Führen Sie den Text über Streitfälle rund um den DMCA im Anschluss an seinen letzten Satz weiter.

* **Vorliegender Text**:
/---
Beispiele finden die Autoren etwa in Streitigkeiten wie dem zwischen 
dem Druckerkrösus Lexmark und Konkurrenten auf dem  Markt für 
Nachfüllpatronen [9] oder den herbeigeklagten 
 Interoperabilitätsproblemen mit Gartentoröffnern [10]. Dass die 
Datenherren gerade Sicherheitsforscher wie  Sklyaroff [11] aufgrund von 
vermuteter DMCA-Verletzungen auf dem Kicker hatten, entbehre aber nicht 
einer gewissen Ironie. Schließlich könnten so auch Techniken zur 
Absicherung von Inhalten behindert werden.
\---
* **Datensätze**:
/---
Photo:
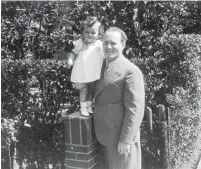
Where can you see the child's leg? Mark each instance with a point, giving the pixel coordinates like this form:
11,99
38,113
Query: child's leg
\---
* **Ergebnis**:
Besonders hart zu Gericht gehen die CED-Forscher jedoch mit den sich 
breit machenden DRM-Systemen. Diese wären zwar mittelfristig auf 
technischer Ebene zum Scheitern verurteilt, schließen sie sich dem 
Grundgedanken des "Darknet"-Papers aus den Untiefen der 
Microsoft-Forschungsstätten an (  Microsoft-Forscher: Gegen 
Tauschbörsen hilft kein DRM [12]). Schon eine einzige erfolgreiche 
Attacke könne schließlich in Software gegossen und damit auch 
interessierten Laien zugänglich gemacht werden. Außerdem würden die 
technisch komplexen und einen hohen Support-Bedarf nach sich ziehenden 
Kontrolltechniken naturgemäß die Kosten des Gesamtsystems erhöhen und 
Haftungsfragen angesichts der anfallenden immensen Nutzerdaten und der 
damit wahrscheinlichen Datenschutzverletzungen aufwerfen.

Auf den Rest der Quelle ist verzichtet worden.